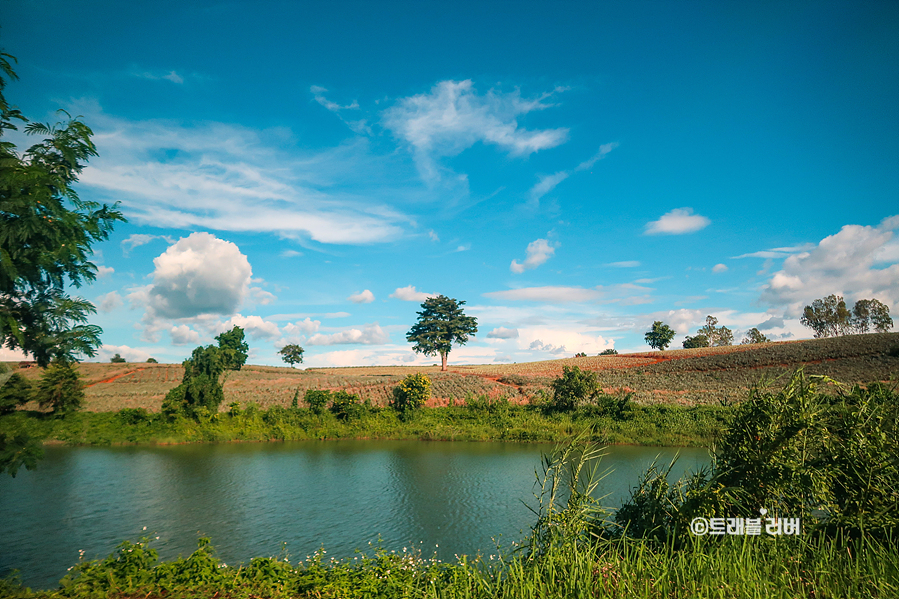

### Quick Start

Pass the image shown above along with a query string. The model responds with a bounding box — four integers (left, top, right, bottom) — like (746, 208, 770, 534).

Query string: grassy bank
...
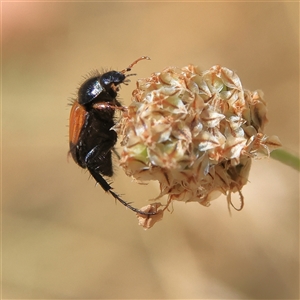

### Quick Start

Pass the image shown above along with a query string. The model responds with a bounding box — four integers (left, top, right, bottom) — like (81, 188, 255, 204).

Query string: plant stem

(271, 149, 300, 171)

#### [Task to carry out]
From the records above, retype only the lines starting at the line that contains "208, 770, 534)." and ending at the line that contains "Query string: grassy bank", both included.

#### [Answer to this exercise]
Pass the image shown above along with a query string. The model responds with a bounding box — four integers (left, top, right, bottom) — like (746, 208, 770, 534).

Query string: grassy bank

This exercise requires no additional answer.